I kinda hope there are more bad dresses out there waiting...

Friday, April 19, 2013

Shake your Bon- Bon!

I am probably the silliest woman in the world. People who know me well know that I am missing  that filter that most people have that stops them from doing insane things in public. I have been known to sing loudly (and badly!) at work. I will break out into a rumba or swing if the song on a store's radio system is one that I like. I wear goofy hats, odd glasses and will happily show you my mismatched striped socks if you ask. I have no problem flashing my mastectomy scars at the curious. One of my favorite things to do, however, is dance. I love dancing. Michele and I took ballroom dance lessons for about 3 years before I was diagnosed.  With the cost of treatment, my up and down energy levels and other factors, we had to stop taking lessons, and basically stopped going to the dance parties. But that didn't stop me from dancing on my own.

People worry about how I am feeling with all that has been going on health-wise. Well... at the height of the really toxic treatments, I felt like hammered whale poop. But after the mastectomy and the change to different chemo treatments, my energy started to return. As it returned, I started trying to return to normal... Or at least my version of normal.
━━━━━━━━━━
Tasks:
**1)** In the blog post about dancing, how long did the writer and Michele take ballroom dance lessons before the diagnosis?
**2)** Continue the blog post about dancing from its last sentence.

Data section:
━━━━━━━━━━
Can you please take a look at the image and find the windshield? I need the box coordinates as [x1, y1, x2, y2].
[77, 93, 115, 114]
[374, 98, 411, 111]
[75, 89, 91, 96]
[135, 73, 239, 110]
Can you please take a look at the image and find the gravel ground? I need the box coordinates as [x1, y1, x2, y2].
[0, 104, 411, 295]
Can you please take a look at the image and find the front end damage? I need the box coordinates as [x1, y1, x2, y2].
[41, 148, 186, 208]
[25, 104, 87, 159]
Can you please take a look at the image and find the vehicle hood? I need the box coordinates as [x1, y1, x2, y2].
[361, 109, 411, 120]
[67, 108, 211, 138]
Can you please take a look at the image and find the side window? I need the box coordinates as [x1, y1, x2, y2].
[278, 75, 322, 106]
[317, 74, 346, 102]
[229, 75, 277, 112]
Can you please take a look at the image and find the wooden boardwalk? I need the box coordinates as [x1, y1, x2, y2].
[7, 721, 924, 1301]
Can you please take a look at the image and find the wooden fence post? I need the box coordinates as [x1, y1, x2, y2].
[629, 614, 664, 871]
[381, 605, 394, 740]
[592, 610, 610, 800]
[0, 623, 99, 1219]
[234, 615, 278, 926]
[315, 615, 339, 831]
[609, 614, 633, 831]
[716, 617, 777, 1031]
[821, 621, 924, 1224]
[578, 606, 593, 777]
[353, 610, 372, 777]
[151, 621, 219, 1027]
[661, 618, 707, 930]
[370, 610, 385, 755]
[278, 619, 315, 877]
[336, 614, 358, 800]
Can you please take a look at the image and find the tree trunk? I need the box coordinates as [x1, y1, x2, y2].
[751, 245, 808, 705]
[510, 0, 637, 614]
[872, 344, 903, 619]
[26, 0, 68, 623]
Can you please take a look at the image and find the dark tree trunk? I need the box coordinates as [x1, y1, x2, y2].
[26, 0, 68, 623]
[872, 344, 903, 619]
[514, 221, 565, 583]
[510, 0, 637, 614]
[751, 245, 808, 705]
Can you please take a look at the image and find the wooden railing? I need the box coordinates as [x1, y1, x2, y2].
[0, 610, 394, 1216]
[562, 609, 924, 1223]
━━━━━━━━━━
Solved problems:
**1)** About 3 years.

**2)**
Let me set a little scene for you. We live in a small southern town. Everyone here knows everyone else. We watch out for each others kids and dogs (yep... if your dog gets loose and you aren't home, someone will just put the dog in their own yard till you get home, or in my case, since I work walking distance from the house, they just call me at work and say Hey! Cleo is on my porch. Should I just put her in the yard again?). As the weather warms up, we spend evenings on our front porches. You will hear guitars playing into the wee hours, sometimes accompanied by singing (One night my neighbors sang "Simple Man" by Lynard Skynard till 2am). Sometimes alcohol is involved and you end up with the incident we all like to remember as the underwear serenade (a Neighbor stood in his doorframe, in his tighty whiteys serenading us with "You've Lost That Lovin' Feelin'" ... and this was the first night we were in our new home... talk about Welcome to the neighborhood).  No one here calls the cops on this stuff... we all just get along and sometimes shout out song requests when we get tired of the same song over and over (I swear... I do know all the words to every Skynard song now). So, my contribution to the neighborhood weirdness quota is my dancing. I dance anywhere and everywhere. Mowing the yard is a great time to practice your latin hip movements and also, if you have a stubborn patch... West Coast Swing will get all those stubborn weeds.  I am the Lady who Dances while Mowing.

Lately, however, I have added a new title.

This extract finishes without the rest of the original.